-- START OF Input material --

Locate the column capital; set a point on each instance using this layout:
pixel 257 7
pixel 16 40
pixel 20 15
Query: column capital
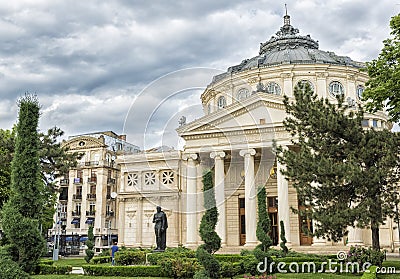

-- END OF Input material --

Prompt: Leave every image out, and retype the material exactly.

Written response:
Locate the column capital; set a point on each instance using this layout:
pixel 257 7
pixel 16 40
pixel 20 15
Query: column capital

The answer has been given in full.